== ACTIVITY ==
Using the records provided below, locate and copy each line that contains the word "skier".

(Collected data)
--
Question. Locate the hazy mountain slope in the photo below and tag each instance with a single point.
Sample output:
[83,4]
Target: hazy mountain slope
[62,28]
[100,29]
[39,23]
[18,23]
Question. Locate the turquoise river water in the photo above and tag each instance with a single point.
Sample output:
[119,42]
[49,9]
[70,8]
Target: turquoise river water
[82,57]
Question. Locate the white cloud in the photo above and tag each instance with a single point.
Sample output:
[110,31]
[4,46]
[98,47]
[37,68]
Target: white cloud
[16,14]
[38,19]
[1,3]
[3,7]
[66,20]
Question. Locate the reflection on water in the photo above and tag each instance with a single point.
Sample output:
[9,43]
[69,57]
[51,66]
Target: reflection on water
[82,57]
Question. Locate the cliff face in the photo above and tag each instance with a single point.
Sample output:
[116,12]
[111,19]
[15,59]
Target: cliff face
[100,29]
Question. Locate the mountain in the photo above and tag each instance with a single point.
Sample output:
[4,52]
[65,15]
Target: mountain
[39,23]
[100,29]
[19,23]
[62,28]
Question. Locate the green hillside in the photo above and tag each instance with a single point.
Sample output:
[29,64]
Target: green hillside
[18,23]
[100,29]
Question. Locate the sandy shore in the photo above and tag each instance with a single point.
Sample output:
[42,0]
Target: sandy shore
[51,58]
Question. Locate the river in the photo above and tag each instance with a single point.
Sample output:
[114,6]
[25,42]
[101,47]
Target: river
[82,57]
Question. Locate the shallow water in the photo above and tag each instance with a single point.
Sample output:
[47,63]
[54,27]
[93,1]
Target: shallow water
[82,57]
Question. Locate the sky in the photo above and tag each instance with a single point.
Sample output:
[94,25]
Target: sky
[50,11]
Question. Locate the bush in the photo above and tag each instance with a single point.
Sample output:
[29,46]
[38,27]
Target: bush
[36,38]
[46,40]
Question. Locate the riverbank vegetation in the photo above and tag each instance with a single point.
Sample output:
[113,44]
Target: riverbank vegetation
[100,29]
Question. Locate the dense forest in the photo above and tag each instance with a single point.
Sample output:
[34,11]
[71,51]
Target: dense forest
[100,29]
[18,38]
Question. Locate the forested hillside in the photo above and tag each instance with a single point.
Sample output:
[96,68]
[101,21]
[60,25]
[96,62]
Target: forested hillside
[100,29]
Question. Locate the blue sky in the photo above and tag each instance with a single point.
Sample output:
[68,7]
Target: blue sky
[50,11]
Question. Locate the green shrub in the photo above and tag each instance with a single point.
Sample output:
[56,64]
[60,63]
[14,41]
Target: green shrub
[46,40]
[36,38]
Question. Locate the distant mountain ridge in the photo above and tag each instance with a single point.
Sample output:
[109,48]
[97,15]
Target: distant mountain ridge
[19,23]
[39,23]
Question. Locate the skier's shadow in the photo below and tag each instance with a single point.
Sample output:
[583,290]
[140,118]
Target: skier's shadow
--
== RESPONSE ==
Question. Locate the skier's shadow in the photo below and tag each instance with a single point.
Target: skier's shadow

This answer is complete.